[[ DATA FOR ANALYSIS, beginning ]]

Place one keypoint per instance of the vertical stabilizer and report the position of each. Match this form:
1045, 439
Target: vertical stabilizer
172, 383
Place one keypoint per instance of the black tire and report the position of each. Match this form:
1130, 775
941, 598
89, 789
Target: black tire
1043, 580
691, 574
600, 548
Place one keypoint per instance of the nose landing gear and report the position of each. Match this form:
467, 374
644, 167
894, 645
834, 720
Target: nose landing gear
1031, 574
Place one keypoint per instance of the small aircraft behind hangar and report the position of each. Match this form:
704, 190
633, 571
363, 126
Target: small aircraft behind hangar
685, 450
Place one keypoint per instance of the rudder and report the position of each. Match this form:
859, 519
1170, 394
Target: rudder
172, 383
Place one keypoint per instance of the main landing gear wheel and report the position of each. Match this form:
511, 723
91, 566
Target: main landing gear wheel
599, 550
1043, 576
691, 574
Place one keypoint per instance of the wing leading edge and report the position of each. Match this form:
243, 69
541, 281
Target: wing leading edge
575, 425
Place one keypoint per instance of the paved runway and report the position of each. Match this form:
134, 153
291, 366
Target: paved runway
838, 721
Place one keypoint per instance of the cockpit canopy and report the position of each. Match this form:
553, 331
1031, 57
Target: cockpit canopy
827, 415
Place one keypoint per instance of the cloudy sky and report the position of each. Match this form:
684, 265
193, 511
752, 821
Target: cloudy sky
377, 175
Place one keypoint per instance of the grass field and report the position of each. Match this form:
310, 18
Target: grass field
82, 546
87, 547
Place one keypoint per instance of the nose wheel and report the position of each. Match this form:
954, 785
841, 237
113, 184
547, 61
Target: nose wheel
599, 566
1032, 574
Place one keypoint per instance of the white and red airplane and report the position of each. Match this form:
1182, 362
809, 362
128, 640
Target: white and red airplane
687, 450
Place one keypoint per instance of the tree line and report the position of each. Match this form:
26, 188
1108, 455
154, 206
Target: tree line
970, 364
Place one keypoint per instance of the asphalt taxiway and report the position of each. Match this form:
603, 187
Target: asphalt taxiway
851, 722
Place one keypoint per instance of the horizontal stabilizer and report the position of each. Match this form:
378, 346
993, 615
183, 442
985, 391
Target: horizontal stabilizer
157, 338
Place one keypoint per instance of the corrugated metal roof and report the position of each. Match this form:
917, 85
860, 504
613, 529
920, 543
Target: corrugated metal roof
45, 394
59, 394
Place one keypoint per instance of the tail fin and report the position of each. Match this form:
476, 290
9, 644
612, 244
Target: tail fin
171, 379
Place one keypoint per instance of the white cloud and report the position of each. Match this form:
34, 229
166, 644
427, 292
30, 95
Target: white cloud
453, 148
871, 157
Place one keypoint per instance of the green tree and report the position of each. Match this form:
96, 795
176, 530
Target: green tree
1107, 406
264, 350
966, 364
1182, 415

[[ DATA FOR ANALYSIS, end ]]

== YOUR ASSIGNMENT ==
Your answer should be the full listing, copied exactly.

== OUTPUT OF THE EXERCISE ==
Place one keypoint per instance of the vertical stabilizer and report the position of each. Match this form:
1045, 439
Target: vertical stabilizer
172, 383
Place one keypoint per instance of the black tire and report the position of each. Match this form:
1130, 775
941, 598
89, 789
Target: black tire
1043, 580
691, 574
600, 548
Place one keypoint per instance of the nose landing gear and report the position of each. Match this form:
467, 374
644, 167
894, 645
834, 720
Target: nose landing gear
1031, 574
Place one keypoint per instance of the small aircraft behind hangar and report the position of each. Match this form:
704, 190
633, 571
363, 126
Target: small aircraft behind hangar
685, 450
Place one keypoint per instance of the rudder and report the position of each. Match this form:
859, 519
1170, 394
Target: rudder
172, 383
Place one keypoint per instance of the main landing gear wheel and report the position of each. Match this form:
511, 723
91, 566
Target: main landing gear wheel
599, 550
1043, 576
691, 574
Place one keypoint per instance of the wing leading edge and report the position of each. Match this form:
243, 69
541, 281
Target: wing leading edge
575, 425
Place one keypoint per instance of the paved runway and report the position of each. Match this form:
134, 153
291, 366
Target: paved runway
838, 721
Place one keypoint per instance of the cockpit canopy and report the position of each. Match this form:
553, 331
1031, 57
Target: cockpit canopy
827, 415
Place one keypoint per instance of the cloudy sky and report the position of each. Match this form:
684, 265
193, 511
752, 821
Target: cloudy sky
377, 175
Place one keypoint per instance of the grass field and report the position of each. Match this form:
310, 18
Target: grass field
82, 546
87, 547
Place one keypoint per instance of the nose wheel and report the position of each. Match this form:
954, 785
841, 237
113, 184
547, 61
Target: nose wheel
599, 566
1032, 574
Place one keypoint per instance of the white and red airplane and report the position of each. Match this form:
1182, 362
809, 362
128, 640
Target: white and red airplane
687, 450
Place one keypoint per instance of the tree line and report the position of each. Match this form:
26, 188
1108, 455
154, 206
Target: tree line
970, 364
Place one keypoint per instance of the asphalt taxiway and report the position of each. Match this form:
603, 187
Target: asphalt taxiway
851, 722
Place one keypoint per instance of the horizontal stabilizer and report the position of each. Match this form:
378, 346
993, 615
183, 442
985, 391
Target: horizontal stabilizer
157, 338
Place one keypoint per instance of the corrugated metal roof and report the position of each. Match this form:
917, 85
860, 504
613, 529
920, 543
Target: corrugated metal roof
45, 394
59, 394
Place one keypoint per instance of the tail fin and report the position of each. Match this form:
476, 290
9, 644
612, 244
Target: tail fin
171, 379
Place one keypoint per instance of the white cloud and report the position of each. Match this form:
34, 229
166, 644
427, 292
30, 95
Target: white cloud
453, 148
871, 157
Place one keypoint per instance of the green tree and report the position of each. Match this form:
96, 795
176, 530
Target: green tree
1107, 406
264, 350
966, 364
1182, 415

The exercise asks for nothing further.